Begin with the line containing "label the framed" and copy each line exactly through the last line of the entries, inclusive.

* start *

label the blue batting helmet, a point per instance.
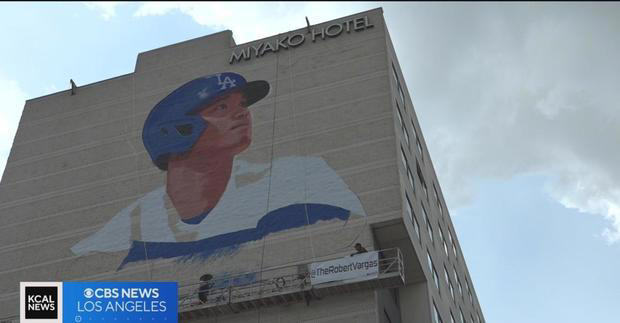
(174, 125)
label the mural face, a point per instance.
(230, 126)
(207, 206)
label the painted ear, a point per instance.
(185, 130)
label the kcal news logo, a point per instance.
(40, 302)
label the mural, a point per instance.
(196, 134)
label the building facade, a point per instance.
(243, 164)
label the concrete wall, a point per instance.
(78, 160)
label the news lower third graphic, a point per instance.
(99, 302)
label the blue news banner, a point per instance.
(119, 301)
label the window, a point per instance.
(403, 158)
(454, 250)
(401, 94)
(440, 232)
(443, 241)
(419, 145)
(415, 133)
(437, 199)
(451, 290)
(416, 226)
(458, 282)
(436, 316)
(395, 75)
(406, 135)
(410, 178)
(430, 230)
(467, 287)
(387, 316)
(430, 261)
(408, 206)
(436, 279)
(422, 181)
(399, 115)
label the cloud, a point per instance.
(500, 90)
(507, 90)
(13, 99)
(251, 21)
(107, 9)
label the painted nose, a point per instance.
(241, 112)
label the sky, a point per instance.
(518, 104)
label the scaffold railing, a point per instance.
(273, 286)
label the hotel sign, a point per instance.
(297, 39)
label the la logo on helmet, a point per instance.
(226, 83)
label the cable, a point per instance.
(273, 135)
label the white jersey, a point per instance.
(294, 180)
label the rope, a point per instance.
(273, 135)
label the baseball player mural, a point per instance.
(196, 135)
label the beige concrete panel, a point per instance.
(70, 140)
(187, 50)
(328, 53)
(39, 252)
(9, 306)
(381, 201)
(336, 73)
(345, 136)
(86, 96)
(335, 117)
(363, 153)
(88, 219)
(178, 74)
(341, 93)
(368, 179)
(67, 180)
(34, 168)
(70, 201)
(69, 122)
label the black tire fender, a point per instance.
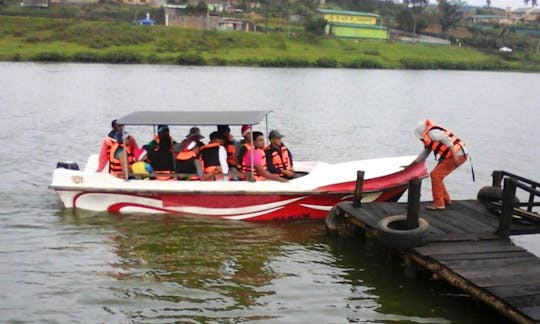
(490, 193)
(394, 237)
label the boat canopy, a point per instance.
(195, 117)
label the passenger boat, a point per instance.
(318, 187)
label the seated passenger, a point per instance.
(120, 161)
(278, 156)
(244, 145)
(187, 162)
(194, 135)
(163, 131)
(229, 144)
(162, 158)
(214, 158)
(114, 136)
(142, 166)
(260, 171)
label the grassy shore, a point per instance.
(67, 40)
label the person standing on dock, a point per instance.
(448, 149)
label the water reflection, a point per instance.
(171, 268)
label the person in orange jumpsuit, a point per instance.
(450, 153)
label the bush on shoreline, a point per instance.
(58, 40)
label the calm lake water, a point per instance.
(56, 266)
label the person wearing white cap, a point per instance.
(278, 157)
(449, 151)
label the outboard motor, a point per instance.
(67, 165)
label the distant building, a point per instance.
(35, 3)
(353, 24)
(147, 21)
(491, 19)
(526, 14)
(232, 24)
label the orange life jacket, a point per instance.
(246, 169)
(231, 153)
(115, 165)
(164, 175)
(439, 148)
(280, 157)
(185, 163)
(163, 164)
(209, 156)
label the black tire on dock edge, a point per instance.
(400, 238)
(490, 193)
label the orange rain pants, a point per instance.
(443, 168)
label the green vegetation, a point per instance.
(72, 40)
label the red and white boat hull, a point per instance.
(308, 197)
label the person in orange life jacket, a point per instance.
(187, 162)
(118, 165)
(163, 131)
(229, 144)
(260, 171)
(214, 157)
(244, 145)
(161, 157)
(193, 135)
(142, 166)
(451, 154)
(278, 157)
(108, 142)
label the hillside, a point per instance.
(72, 40)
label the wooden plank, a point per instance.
(532, 312)
(524, 301)
(479, 256)
(515, 290)
(434, 249)
(491, 264)
(506, 280)
(469, 223)
(440, 224)
(502, 272)
(455, 237)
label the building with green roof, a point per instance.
(353, 24)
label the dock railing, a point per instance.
(511, 182)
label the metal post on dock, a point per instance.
(413, 203)
(509, 192)
(359, 190)
(497, 178)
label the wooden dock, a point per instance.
(467, 245)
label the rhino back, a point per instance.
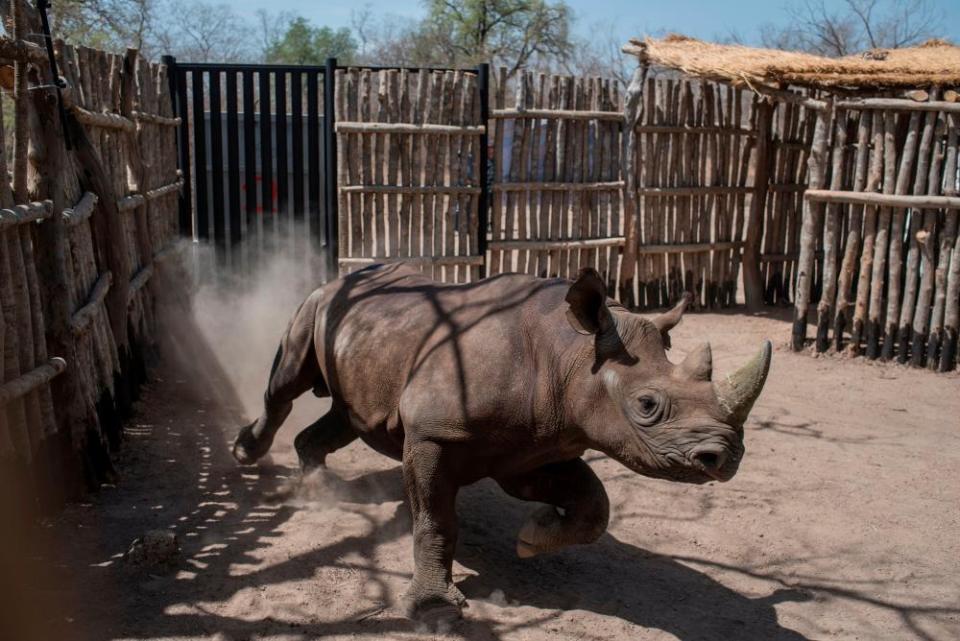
(454, 361)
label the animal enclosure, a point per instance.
(86, 227)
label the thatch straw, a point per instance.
(934, 63)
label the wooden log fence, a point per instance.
(691, 145)
(410, 145)
(77, 255)
(884, 214)
(556, 194)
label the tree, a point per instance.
(305, 44)
(509, 32)
(113, 25)
(201, 32)
(855, 26)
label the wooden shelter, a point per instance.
(845, 199)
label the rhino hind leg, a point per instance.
(318, 440)
(295, 371)
(577, 510)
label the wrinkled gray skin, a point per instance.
(511, 378)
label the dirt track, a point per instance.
(842, 524)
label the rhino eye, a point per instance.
(650, 406)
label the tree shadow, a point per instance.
(614, 578)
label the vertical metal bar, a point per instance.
(216, 161)
(200, 158)
(233, 158)
(178, 97)
(483, 214)
(249, 151)
(313, 154)
(266, 148)
(280, 87)
(330, 165)
(296, 103)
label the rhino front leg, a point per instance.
(578, 509)
(432, 596)
(322, 438)
(295, 371)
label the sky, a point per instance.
(705, 19)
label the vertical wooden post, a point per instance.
(854, 232)
(632, 111)
(330, 167)
(830, 232)
(816, 171)
(752, 279)
(483, 94)
(947, 237)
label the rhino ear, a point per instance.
(588, 313)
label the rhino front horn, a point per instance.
(738, 391)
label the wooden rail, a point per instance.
(561, 114)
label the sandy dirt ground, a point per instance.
(843, 523)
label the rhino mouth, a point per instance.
(702, 465)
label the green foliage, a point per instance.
(306, 44)
(512, 32)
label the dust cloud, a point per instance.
(226, 333)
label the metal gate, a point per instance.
(258, 152)
(254, 147)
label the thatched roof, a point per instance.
(934, 63)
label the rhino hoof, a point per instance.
(438, 612)
(526, 550)
(248, 449)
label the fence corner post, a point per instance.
(483, 204)
(178, 100)
(330, 168)
(752, 277)
(811, 226)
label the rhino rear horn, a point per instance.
(670, 319)
(739, 391)
(587, 297)
(698, 365)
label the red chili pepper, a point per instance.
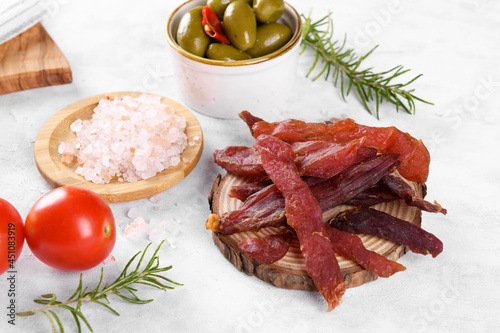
(212, 25)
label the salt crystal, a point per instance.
(155, 199)
(157, 235)
(133, 213)
(172, 242)
(172, 228)
(139, 135)
(137, 228)
(61, 147)
(109, 260)
(76, 125)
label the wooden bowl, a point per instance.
(56, 173)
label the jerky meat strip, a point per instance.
(313, 158)
(373, 222)
(268, 249)
(415, 157)
(351, 247)
(266, 207)
(404, 191)
(304, 215)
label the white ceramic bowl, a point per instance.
(224, 88)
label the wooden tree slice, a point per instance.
(289, 272)
(32, 60)
(56, 173)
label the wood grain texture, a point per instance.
(56, 173)
(32, 60)
(289, 272)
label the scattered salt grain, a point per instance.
(137, 228)
(155, 199)
(109, 260)
(172, 242)
(127, 138)
(171, 228)
(157, 235)
(133, 213)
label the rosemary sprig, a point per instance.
(147, 276)
(343, 65)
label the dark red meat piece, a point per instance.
(415, 157)
(266, 207)
(404, 191)
(268, 249)
(351, 247)
(313, 158)
(243, 191)
(304, 215)
(262, 209)
(373, 222)
(240, 161)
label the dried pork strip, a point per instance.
(404, 191)
(351, 247)
(243, 191)
(240, 161)
(373, 196)
(262, 209)
(324, 159)
(348, 184)
(266, 207)
(373, 222)
(415, 157)
(304, 215)
(268, 249)
(313, 158)
(249, 119)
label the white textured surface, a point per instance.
(119, 45)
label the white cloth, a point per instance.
(17, 16)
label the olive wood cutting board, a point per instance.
(56, 173)
(289, 272)
(32, 60)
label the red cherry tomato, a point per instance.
(71, 228)
(11, 236)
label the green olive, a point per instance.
(218, 51)
(219, 6)
(190, 34)
(240, 25)
(268, 11)
(270, 37)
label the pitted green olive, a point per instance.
(219, 6)
(268, 11)
(240, 24)
(218, 51)
(190, 34)
(270, 37)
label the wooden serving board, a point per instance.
(32, 60)
(56, 173)
(289, 272)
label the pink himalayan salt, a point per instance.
(137, 228)
(127, 138)
(109, 260)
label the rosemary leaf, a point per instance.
(148, 276)
(370, 86)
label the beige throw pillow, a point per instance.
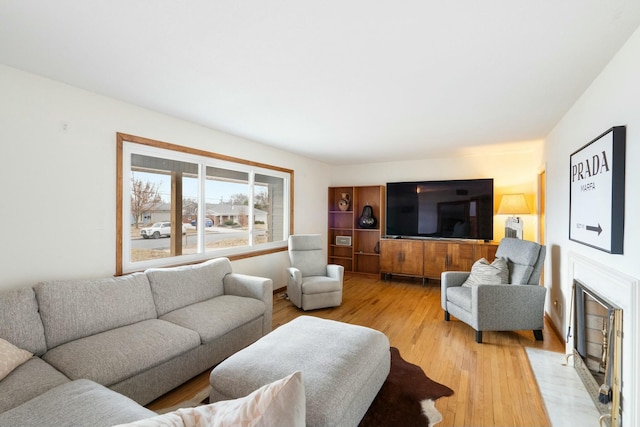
(11, 357)
(281, 403)
(483, 273)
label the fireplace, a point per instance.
(597, 341)
(619, 293)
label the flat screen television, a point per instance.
(455, 209)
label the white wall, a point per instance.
(58, 179)
(514, 168)
(613, 99)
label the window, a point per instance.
(177, 205)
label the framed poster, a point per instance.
(596, 194)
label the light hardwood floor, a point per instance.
(493, 383)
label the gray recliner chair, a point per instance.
(311, 282)
(518, 305)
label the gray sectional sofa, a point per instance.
(119, 343)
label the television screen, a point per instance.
(457, 209)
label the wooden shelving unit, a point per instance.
(362, 256)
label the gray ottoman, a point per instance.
(343, 367)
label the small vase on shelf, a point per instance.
(343, 203)
(367, 220)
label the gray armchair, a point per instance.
(311, 282)
(518, 305)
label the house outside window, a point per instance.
(178, 205)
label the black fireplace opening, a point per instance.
(597, 343)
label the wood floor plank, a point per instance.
(493, 382)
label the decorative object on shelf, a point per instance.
(367, 220)
(343, 240)
(344, 202)
(513, 204)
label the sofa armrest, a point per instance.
(261, 288)
(294, 275)
(508, 307)
(453, 278)
(335, 271)
(450, 279)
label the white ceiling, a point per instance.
(344, 82)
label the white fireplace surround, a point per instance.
(621, 290)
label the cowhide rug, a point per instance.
(407, 398)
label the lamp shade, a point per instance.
(513, 204)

* end *

→ **Answer for this exercise**:
label the framed poster, a point per instance.
(596, 194)
label the light hardwood floor, a point per instance.
(493, 383)
label the gray recliner chair, a point per instance.
(311, 282)
(518, 305)
label the gray sectional sofa, a point per instance.
(119, 343)
label the television screen, a point per instance.
(457, 209)
label the wooden shelving unit, a point per instance.
(362, 256)
label the gray ottoman, a point per instance.
(343, 367)
label the small vase on shelf, a point per instance.
(343, 203)
(367, 220)
label the gray armchair, a point per instance.
(311, 282)
(518, 305)
label the house outside window, a point per instance.
(178, 205)
label the black fireplace opening, a point per instance.
(597, 343)
label the wood floor plank, a point per instance.
(493, 382)
label the decorative object on shelf, a point per instance.
(367, 220)
(343, 240)
(344, 202)
(513, 204)
label the sofa armrest, a point per instance.
(261, 288)
(294, 275)
(508, 307)
(453, 278)
(335, 271)
(450, 279)
label the white ceiling, a point per instance.
(344, 82)
label the white fireplace surround, a point per instance.
(621, 290)
label the cowhide rug, a point per instance.
(407, 398)
label the lamp shade, a point per instance.
(513, 204)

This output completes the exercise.